Grondwettelijk Hof - Arrest nr. 110/2019 van 10 juli 2019 - rolnrs. 6986 en 6987 - Prejudiciële vragen - Vlaamse decreet van 10 juli 2008 houdende een kader voor het Vlaamse gelijkekansen- en gelijkebehandelingsbeleid
Het Grondwettelijk Hof heeft de prejudiciële vraag ontkennend beantwoord en heeft dus geoordeeld dat de in het geding staande regeling grondwettig is.
Wat de gelijke behandeling op het vlak van de schadevergoeding van slachtoffers van directe en indirecte discriminatie betreft, stelt het Grondwettelijk Hof erst en vooral vast dat eigen is aan een systeem van een forfaitaire schadevergoeding dat geen rekening kan worden gehouden met de bijzonderheden van elk concreet geval en dat de diversiteit aan situaties niet anders dan op een vereenvoudigende wijze en bij benadering kan worden opgevangen (B.5.3).
Het Grondwettelijk Hof houdt daarbij ook rekening dat noch bij directe discriminatie, noch bij indirecte discriminatiede aansprakelijheid van degene die discrimineert afhankelijk wordt gesteld van het bewijs van opzet. Zowel bij directe als bij indirecte discriminatie is de schadelijke weerslag van een bepaalde handelswijze voor het slachtoffer bepalend (B.5.4).
Volgens het Grondwettelijk Hof kon de decreetgever er ook van uitgaan dat de schade veroorzaakt door directe of indirecte discriminatie zeer diverse vormen kan aannemen en dat het dus niet mogelijk is "om rekening te houden met de meest verschillende toestanden waarin de slachtoffers zich kunnen bevinden, temeer daar morele schade moeilijk in geld waardeerbaar is en naar billijkheid dient te worden begroot". Volgens het Grondwettelijk Hof kan dan ook worden aangenomen "dat de impact van het miskennen van een discriminatieverbod op het slachtoffer, met name wat de geleden morele schade betreft, niet noodzakelijk verschilt naargelang het gaat om directe dan wel een indirecte discriminatie en dat die schade derhalve niet op een verschillende wijze dient te worden vergoed" (B.5.5).

----------

Schrijf de bovenstaande tekst over arrest nr. 110/2019 van het Grondwettelijk Hof volledig en woordelijk over, zonder iets te wijzigen.

----------

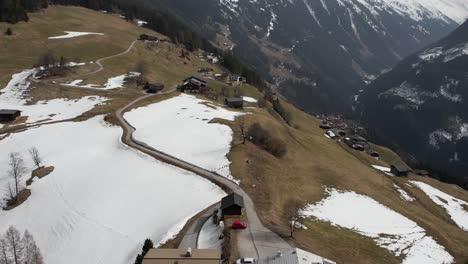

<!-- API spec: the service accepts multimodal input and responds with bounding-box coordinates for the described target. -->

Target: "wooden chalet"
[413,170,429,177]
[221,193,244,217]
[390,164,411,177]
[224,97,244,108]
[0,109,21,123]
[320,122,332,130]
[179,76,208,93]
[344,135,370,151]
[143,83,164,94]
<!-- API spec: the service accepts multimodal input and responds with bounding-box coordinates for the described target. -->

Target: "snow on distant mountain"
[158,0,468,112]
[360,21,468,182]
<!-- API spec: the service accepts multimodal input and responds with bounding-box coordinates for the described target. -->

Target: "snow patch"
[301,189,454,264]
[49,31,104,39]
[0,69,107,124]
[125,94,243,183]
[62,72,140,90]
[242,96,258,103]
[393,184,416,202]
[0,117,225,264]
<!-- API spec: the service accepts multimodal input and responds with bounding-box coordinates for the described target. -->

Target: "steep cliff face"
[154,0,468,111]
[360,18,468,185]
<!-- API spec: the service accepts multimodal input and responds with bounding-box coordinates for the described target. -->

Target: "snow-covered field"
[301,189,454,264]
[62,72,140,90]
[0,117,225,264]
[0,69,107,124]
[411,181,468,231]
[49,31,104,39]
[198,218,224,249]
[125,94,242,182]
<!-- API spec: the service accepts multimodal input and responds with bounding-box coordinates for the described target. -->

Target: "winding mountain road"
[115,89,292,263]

----------

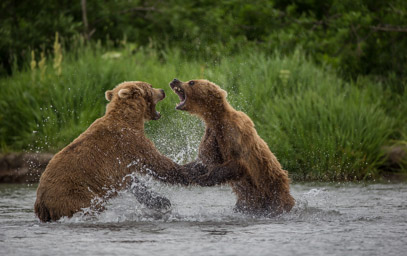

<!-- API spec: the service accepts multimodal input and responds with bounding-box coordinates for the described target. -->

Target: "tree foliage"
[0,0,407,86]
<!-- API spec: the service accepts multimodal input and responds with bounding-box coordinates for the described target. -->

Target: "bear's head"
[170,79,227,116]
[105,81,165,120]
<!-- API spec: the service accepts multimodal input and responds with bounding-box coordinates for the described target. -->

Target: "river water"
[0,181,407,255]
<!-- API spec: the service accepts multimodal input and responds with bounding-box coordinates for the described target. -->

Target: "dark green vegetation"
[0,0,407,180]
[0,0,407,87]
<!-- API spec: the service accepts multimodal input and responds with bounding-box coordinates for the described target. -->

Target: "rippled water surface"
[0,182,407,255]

----------

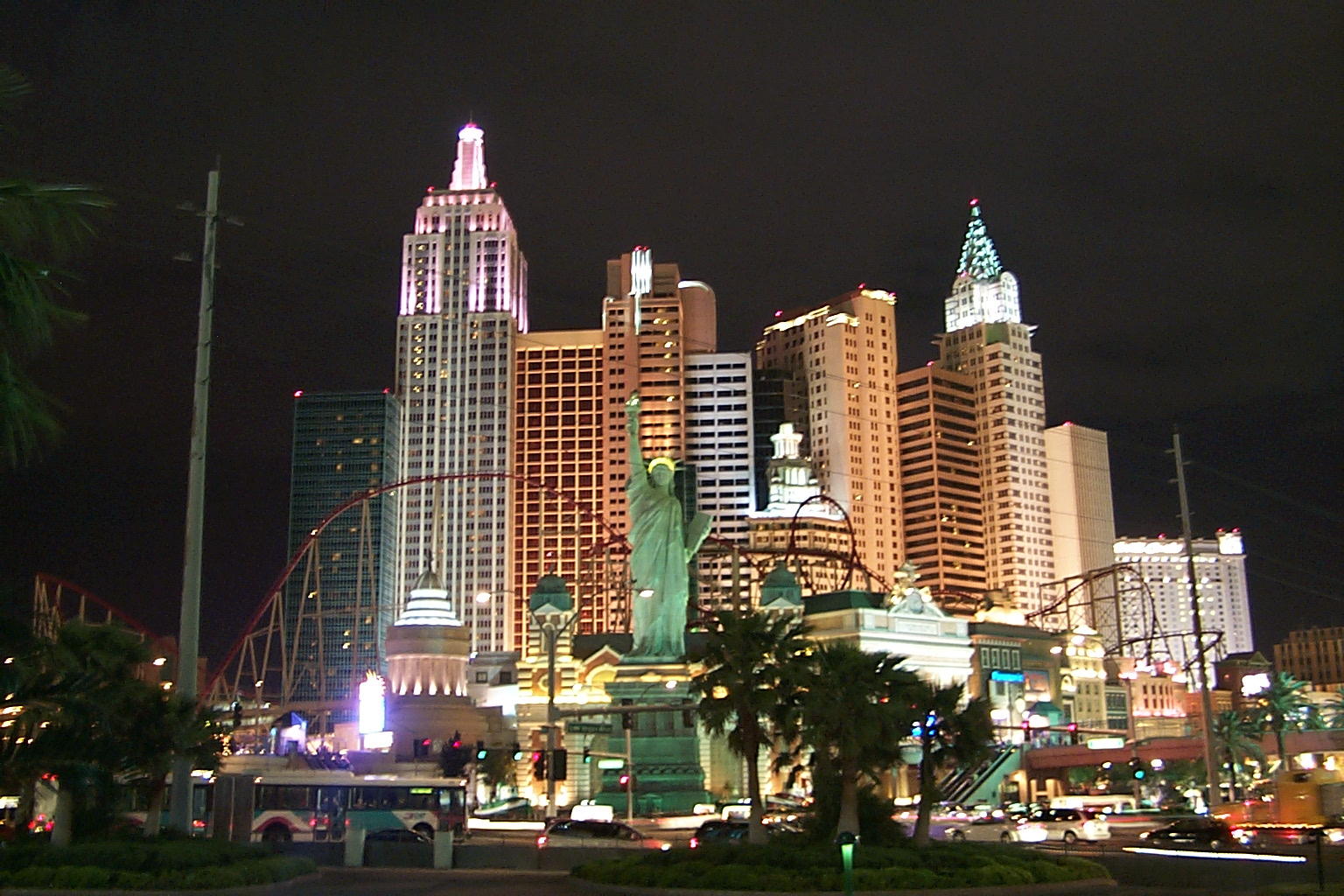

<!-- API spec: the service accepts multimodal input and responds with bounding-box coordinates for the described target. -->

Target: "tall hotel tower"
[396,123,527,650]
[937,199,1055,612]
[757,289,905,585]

----------

• [Uitvoer opdracht]
Grondwettelijk Hof - Arrest nr. 110/2019 van 10 juli 2019 - rolnrs. 6986 en 6987 - Prejudiciële vragen - Vlaamse decreet van 10 juli 2008 houdende een kader voor het Vlaamse gelijkekansen- en gelijkebehandelingsbeleid
Het Grondwettelijk Hof heeft de prejudiciële vraag ontkennend beantwoord en heeft dus geoordeeld dat de in het geding staande regeling grondwettig is.
Wat de gelijke behandeling op het vlak van de schadevergoeding van slachtoffers van directe en indirecte discriminatie betreft, stelt het Grondwettelijk Hof erst en vooral vast dat eigen is aan een systeem van een forfaitaire schadevergoeding dat geen rekening kan worden gehouden met de bijzonderheden van elk concreet geval en dat de diversiteit aan situaties niet anders dan op een vereenvoudigende wijze en bij benadering kan worden opgevangen (B.5.3).
Het Grondwettelijk Hof houdt daarbij ook rekening dat noch bij directe discriminatie, noch bij indirecte discriminatiede aansprakelijheid van degene die discrimineert afhankelijk wordt gesteld van het bewijs van opzet. Zowel bij directe als bij indirecte discriminatie is de schadelijke weerslag van een bepaalde handelswijze voor het slachtoffer bepalend (B.5.4).
Volgens het Grondwettelijk Hof kon de decreetgever er ook van uitgaan dat de schade veroorzaakt door directe of indirecte discriminatie zeer diverse vormen kan aannemen en dat het dus niet mogelijk is "om rekening te houden met de meest verschillende toestanden waarin de slachtoffers zich kunnen bevinden, temeer daar morele schade moeilijk in geld waardeerbaar is en naar billijkheid dient te worden begroot". Volgens het Grondwettelijk Hof kan dan ook worden aangenomen "dat de impact van het miskennen van een discriminatieverbod op het slachtoffer, met name wat de geleden morele schade betreft, niet noodzakelijk verschilt naargelang het gaat om directe dan wel een indirecte discriminatie en dat die schade derhalve niet op een verschillende wijze dient te worden vergoed" (B.5.5).